## What is required
Edit everything from the first of the lines down to the one containing "[257,13,488,65]" by replacing "hillside" with "mountainside" and leaving the rest unchanged. Leave the pictures out of your answer.

## Data for this task
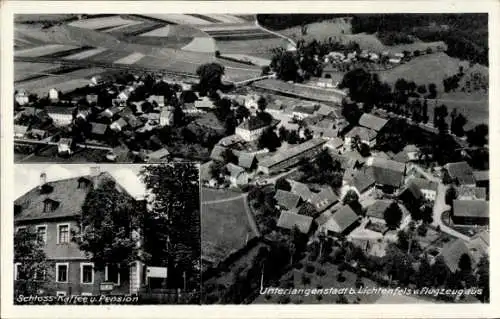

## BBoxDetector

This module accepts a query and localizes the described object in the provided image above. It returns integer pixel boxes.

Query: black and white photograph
[0,1,500,318]
[200,14,489,304]
[14,163,201,305]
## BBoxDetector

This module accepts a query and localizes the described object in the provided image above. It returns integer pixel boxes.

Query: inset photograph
[14,163,201,305]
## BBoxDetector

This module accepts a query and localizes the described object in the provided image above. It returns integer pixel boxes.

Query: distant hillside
[257,13,488,65]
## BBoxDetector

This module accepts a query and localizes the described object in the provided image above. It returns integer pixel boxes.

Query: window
[104,265,120,286]
[56,263,69,282]
[14,263,21,280]
[80,263,94,284]
[36,225,47,244]
[57,224,69,244]
[16,226,26,233]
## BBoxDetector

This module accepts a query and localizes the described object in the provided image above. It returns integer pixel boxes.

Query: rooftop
[259,138,326,167]
[359,113,388,132]
[277,211,313,234]
[453,199,489,218]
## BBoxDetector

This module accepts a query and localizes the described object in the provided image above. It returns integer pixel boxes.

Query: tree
[467,124,488,146]
[14,227,52,296]
[384,202,403,229]
[258,128,281,152]
[428,83,437,99]
[221,148,238,164]
[276,177,292,192]
[141,163,201,289]
[299,203,318,217]
[73,178,145,270]
[342,189,359,205]
[196,63,224,95]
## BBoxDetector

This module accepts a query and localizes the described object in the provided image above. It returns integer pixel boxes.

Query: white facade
[49,113,73,126]
[235,126,267,142]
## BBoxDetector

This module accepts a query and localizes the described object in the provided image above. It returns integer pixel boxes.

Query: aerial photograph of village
[13,13,490,304]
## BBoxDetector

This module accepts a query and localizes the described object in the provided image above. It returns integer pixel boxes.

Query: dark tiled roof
[408,177,438,192]
[274,189,300,210]
[291,181,314,201]
[277,212,313,234]
[439,239,470,272]
[310,186,339,212]
[345,126,377,141]
[453,200,489,218]
[472,171,490,182]
[359,113,388,132]
[238,116,269,131]
[366,200,394,219]
[325,205,359,233]
[238,152,255,169]
[444,162,476,185]
[90,122,108,135]
[350,168,375,193]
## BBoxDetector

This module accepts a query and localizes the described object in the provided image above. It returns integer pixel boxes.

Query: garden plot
[14,44,78,57]
[69,16,141,30]
[64,48,107,60]
[114,52,144,64]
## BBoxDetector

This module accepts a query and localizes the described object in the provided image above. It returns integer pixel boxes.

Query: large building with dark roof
[259,139,326,174]
[14,168,146,296]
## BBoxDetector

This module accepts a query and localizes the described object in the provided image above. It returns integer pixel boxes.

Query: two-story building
[14,168,143,296]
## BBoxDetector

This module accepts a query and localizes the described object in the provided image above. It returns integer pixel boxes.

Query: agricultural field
[278,18,446,52]
[14,62,60,82]
[201,189,256,263]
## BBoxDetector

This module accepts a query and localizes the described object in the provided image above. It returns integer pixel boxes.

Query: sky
[14,164,146,199]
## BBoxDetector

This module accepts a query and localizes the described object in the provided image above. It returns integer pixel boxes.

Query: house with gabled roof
[358,113,389,132]
[14,167,147,296]
[276,211,313,234]
[319,205,359,236]
[451,199,490,225]
[444,162,476,186]
[274,189,301,210]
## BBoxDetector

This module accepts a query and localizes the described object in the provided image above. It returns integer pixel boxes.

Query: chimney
[39,172,47,188]
[90,166,101,189]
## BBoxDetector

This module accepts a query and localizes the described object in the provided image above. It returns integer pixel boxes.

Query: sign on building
[146,266,167,278]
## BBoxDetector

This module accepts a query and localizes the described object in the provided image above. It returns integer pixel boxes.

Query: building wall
[258,144,323,174]
[235,126,268,142]
[452,216,490,225]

## Answer below
## BBoxDetector

This module accepts a query and localizes the described object in the provided image above. It returns integer pixel boxes.

Query: black and white photograph
[0,1,500,318]
[200,14,489,304]
[14,163,201,305]
## BBoxDetector

This module accepts a query and localizes the described object in the provided image above. It returns integer pixel boxes.

Query: inset photograph
[14,163,201,305]
## BBoxDetector

This module accepts a query and localizes the described object in the provided image above. It returns integer pixel boxes.

Query: distant mountainside
[257,13,488,65]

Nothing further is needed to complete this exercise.